# [DIRECTION]
Look below for the line with "Mark every instance of the person". Extract that line and each one after it through the last, word for word.

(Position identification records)
--*--
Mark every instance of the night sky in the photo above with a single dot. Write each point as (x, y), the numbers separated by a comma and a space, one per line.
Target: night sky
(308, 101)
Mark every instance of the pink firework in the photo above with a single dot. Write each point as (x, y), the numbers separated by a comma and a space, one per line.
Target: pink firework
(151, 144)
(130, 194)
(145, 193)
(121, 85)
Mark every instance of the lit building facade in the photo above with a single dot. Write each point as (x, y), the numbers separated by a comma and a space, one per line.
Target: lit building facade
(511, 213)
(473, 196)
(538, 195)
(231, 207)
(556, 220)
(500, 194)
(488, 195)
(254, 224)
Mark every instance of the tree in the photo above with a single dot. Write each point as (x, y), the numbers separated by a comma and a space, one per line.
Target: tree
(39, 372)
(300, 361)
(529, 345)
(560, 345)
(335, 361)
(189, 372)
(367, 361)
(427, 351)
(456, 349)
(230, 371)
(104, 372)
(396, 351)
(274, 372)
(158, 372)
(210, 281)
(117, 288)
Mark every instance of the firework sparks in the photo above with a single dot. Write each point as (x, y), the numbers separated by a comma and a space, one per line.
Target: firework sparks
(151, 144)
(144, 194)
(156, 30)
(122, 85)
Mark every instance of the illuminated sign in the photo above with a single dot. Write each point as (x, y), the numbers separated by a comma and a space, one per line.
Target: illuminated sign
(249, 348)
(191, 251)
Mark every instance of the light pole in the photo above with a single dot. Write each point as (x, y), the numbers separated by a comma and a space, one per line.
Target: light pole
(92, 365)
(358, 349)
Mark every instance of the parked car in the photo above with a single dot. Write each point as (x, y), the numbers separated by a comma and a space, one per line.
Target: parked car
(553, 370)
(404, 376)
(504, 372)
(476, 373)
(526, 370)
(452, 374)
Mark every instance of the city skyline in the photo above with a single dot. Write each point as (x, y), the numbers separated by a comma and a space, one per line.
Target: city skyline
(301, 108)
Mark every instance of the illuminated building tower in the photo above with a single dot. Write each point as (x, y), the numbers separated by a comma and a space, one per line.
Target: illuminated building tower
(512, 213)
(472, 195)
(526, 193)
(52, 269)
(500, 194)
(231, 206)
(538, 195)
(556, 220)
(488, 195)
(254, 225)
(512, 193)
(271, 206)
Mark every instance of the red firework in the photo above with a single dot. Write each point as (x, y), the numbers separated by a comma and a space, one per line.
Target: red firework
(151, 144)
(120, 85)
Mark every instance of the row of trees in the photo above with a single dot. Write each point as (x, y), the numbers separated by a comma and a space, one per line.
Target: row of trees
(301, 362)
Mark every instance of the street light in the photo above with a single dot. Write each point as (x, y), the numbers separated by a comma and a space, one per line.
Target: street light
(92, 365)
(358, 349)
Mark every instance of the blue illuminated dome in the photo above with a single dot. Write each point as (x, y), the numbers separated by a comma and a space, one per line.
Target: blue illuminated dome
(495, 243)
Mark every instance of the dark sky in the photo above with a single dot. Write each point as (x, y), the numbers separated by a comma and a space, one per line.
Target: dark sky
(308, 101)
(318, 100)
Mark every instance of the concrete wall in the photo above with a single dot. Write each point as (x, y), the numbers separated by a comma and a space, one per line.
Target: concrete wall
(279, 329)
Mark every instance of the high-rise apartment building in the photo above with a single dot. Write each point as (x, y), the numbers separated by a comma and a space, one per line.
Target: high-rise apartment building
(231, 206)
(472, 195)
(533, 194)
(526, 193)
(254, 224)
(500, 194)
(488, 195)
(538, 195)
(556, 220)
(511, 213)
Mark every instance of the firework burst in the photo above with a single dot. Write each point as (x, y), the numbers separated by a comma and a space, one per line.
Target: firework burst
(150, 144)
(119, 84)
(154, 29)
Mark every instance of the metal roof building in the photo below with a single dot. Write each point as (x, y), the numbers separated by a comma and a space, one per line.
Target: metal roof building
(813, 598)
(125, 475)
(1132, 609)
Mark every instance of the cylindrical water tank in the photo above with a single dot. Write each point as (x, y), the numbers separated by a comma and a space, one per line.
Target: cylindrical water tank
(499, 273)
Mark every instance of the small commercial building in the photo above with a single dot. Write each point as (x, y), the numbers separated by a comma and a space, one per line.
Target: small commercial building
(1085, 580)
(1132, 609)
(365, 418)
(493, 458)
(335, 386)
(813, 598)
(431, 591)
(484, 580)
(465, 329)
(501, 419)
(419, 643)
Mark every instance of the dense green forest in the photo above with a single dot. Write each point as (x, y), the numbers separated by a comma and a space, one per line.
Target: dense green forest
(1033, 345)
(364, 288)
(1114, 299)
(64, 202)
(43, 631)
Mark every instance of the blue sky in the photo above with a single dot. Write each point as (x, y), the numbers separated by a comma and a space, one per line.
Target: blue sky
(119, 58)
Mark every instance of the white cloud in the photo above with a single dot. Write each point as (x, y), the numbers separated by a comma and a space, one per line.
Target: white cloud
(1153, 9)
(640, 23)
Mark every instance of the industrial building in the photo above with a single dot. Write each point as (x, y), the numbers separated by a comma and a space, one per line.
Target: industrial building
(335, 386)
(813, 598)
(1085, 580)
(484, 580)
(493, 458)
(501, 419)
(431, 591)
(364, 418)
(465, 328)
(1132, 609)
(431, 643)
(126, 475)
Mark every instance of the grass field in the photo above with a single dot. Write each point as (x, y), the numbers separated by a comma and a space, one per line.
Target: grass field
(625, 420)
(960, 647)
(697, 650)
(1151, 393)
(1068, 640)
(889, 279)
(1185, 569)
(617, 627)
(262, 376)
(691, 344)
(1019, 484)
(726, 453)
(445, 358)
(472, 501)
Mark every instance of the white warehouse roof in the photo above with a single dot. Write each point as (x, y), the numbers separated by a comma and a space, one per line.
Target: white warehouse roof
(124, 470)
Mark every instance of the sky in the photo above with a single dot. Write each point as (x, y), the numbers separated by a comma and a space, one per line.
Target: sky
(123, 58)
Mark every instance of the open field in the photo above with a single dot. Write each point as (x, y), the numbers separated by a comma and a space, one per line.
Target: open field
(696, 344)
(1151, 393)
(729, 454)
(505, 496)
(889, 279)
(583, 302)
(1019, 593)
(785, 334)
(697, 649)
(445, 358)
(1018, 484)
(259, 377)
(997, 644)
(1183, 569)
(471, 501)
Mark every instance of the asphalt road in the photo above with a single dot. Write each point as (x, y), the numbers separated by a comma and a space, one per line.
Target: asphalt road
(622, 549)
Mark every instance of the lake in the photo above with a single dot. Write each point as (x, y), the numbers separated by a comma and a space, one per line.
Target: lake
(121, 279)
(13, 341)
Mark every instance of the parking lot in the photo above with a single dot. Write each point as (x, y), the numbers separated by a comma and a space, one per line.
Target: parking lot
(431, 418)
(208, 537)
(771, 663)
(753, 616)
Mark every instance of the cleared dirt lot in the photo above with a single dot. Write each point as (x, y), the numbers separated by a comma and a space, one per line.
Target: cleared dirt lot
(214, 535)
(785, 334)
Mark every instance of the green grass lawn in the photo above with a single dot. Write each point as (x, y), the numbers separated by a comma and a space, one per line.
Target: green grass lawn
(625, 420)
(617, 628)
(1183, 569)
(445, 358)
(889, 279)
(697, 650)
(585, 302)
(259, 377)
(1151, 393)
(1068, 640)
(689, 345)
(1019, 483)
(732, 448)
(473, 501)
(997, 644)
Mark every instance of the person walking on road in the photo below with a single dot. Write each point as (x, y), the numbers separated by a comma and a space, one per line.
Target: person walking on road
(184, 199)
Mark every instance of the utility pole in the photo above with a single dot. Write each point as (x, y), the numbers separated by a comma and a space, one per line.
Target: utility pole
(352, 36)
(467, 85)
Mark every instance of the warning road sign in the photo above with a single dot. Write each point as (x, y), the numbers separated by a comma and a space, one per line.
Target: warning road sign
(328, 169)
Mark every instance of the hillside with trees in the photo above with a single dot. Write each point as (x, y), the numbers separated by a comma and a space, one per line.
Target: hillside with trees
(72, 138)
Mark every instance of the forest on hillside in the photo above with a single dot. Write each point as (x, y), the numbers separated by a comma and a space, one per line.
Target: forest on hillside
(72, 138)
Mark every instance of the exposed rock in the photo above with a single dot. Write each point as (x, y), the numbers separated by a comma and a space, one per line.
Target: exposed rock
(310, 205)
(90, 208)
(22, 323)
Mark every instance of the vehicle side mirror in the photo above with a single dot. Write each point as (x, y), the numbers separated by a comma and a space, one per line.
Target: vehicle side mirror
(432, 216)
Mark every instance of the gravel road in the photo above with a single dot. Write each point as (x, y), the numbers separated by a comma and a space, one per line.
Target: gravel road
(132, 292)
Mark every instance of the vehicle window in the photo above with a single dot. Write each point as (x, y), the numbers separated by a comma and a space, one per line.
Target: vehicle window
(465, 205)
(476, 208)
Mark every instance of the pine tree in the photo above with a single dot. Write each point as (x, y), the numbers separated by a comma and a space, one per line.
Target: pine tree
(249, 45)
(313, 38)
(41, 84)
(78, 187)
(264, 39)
--*--
# [RESPONSE FOR THIS EXERCISE]
Mark every instance of the person walking on road in the photo below with a single dot. Write each point as (x, y), the numbers separated by a comma and a space, one per line.
Target: person walking on road
(184, 199)
Mark every instance of the utility pole in the photo above with a single dot. Write each point as (x, y), the numbers separated by a comma and a space, one per line.
Target: utility pole
(352, 36)
(467, 85)
Mark every instance of the warning road sign in the photo above with a single dot. Write each point as (x, y), the numbers separated by a comma and a space, one per line.
Target: warning road sign
(328, 169)
Mark every instance of the hillside with trees in the photo above with a single dot. Write each point as (x, y), the numbers separated by a comma and a space, one per line.
Target: hillside with trees
(72, 138)
Mark every instance of the forest on hillside in the photo above with a single dot. Write each point as (x, y), the numbers separated by a comma and a space, one per line.
Target: forest on hillside
(72, 138)
Mark every instance of the exposed rock in the photo above with a single dot. Write each point as (x, y), the numbers separated by a comma and a space, one per line.
Target: exposed rock
(310, 205)
(90, 208)
(22, 323)
Mark every instance of the vehicle side mirror in the photo above with a single dot. Write each point as (x, y), the numbers separated by a comma and a space, one per line.
Target: vehicle side mirror
(432, 216)
Mark every instance of the gravel road in the photo above with a single dot. Write each point as (x, y), the numbers separated by a comma and a space, one per line.
Target: gravel road
(132, 292)
Mark every instance of the vehicle window in the photo above with a single dot. Write each point as (x, y), the numbers separated by a comma and a space, one per line.
Target: vehicle window
(465, 205)
(476, 208)
Mark every instance of the pine tree in the photo above with a single dot. Write each point as (x, y), the numbers separated by a comma and a space, one per line.
Target: pine tree
(249, 45)
(313, 38)
(41, 84)
(78, 187)
(264, 39)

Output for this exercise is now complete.